Problems to solve:
A. In the FreeBASIC set operations post, what does the author use to implement sets?
B. Write the next part of the FreeBASIC set operations post, starting right after its last line.

Quoted text:
-- begin --
A module for Set Operations

Post your FreeBASIC source, examples, tips and tricks here. Please don’t post code without including an explanation.
Post Reply
Median Joe
Posts: 3
Joined: Aug 04, 2021 6:15

A module for Set Operations

Post by Median Joe »

Back in the day I used Turbo Pascal, but having recently begun programming again, I opted for FB because of it's less fussy syntax and easy to use graphics. But one thing I miss about Pascal is the built-in set functions, so I wrote my own. There are several ways to implement the Set ADT, but an efficient and simple approach is to use boolean arrays (bit vectors). Anyway, I thought I would share the code in the event that it is useful for some. I never used QBasic and am still learning FB, so any suggestions for improvements are welcomed. I'm not aware of any existing module for these routines, although I did find this on rosettacode.com:

http://www.rosettacode.org/wiki/Set#FreeBASIC

But the bit vector way is superior IMO.

Code: Select all

'Set Routines

'clear/initialise set
SUB set_clear(s() AS boolean)
  DIM i AS integer
  FOR i = lbound(s) TO ubound(s) 
    s(i) = false
  NEXT i
END SUB

'add element to a set
SUB set_incl(n AS integer, s() AS boolean)
  s(n) = true  
END SUB

'remove element from set
SUB set_excl(n AS integer, s() AS boolean)
  s(n) = false
END SUB

'Is an element in the set?
FUNCTION set_in(n AS integer, s() AS boolean) AS boolean
  set_in = s(n) 
END FUNCTION

'cardinality (return number of elements in set)
FUNCTION set_card(s() AS boolean) AS integer
  DIM n AS integer,i AS integer
  n = 0
  FOR i = lbound(s) TO ubound(s) 
    IF s(i) = true THEN
    n += 1 
    END IF 
  NEXT i
  set_card = n
END FUNCTION

'intersection
SUB set_inter(s1() AS boolean,s2() AS boolean,result() AS boolean)
  DIM i AS integer
  FOR i = lbound(s1) TO ubound(s1) 
    IF s1(i) and s2(i) THEN
      result(i) = true
    END IF 
  NEXT i  
END SUB

'union
SUB set_union(s1() AS boolean,s2() AS boolean,result() AS boolean)
-- end --
Data lines:
-- begin --
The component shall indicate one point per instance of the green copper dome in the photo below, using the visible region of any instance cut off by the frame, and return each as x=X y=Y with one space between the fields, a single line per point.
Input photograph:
-- end --
Answers given:
A. Boolean arrays (bit vectors).

B.
  DIM i AS integer
  FOR i = lbound(s1) TO ubound(s1) 
    IF s1(i) or s2(i) THEN
      result(i) = true
    END IF 
  NEXT i  
END SUB

'difference (s1 - s2)
SUB set_diff(s1() AS boolean,s2() AS boolean,result() AS boolean)
  DIM i AS integer
  FOR i = lbound(s1) TO ubound(s1) 
    IF s1(i) and not s2(i) THEN
      result(i) = true
    END IF
  NEXT i  
END SUB

'symmetric difference (result is union(s1,s2) - inter(s1,s2))
SUB set_symdiff(s1() AS boolean,s2() AS boolean,result() AS boolean)
  DIM i AS integer
  FOR i = lbound(s1) TO ubound(s1) 
    IF s1(i) xor s2(i) THEN
      result(i) = true
    END IF
  NEXT i  
END SUB

' are the sets equal?
FUNCTION set_isequal(s1() AS boolean,s2() AS boolean) AS boolean
  DIM i AS integer
  DIM equal AS boolean
  equal = true
  FOR i = lbound(s1) TO ubound(s1) 
    IF not(s1(i) eqv s2(i)) THEN
      equal = false
      EXIT FOR
    END IF
  NEXT i
  set_isequal = equal 
END FUNCTION 

'Is set s1 a subset of set s2?
FUNCTION set_issubset(s1() AS boolean,s2() AS boolean) AS boolean
  DIM subset AS boolean
  DIM i AS integer
  subset = true
  FOR i = lbound(s1) TO ubound(s1)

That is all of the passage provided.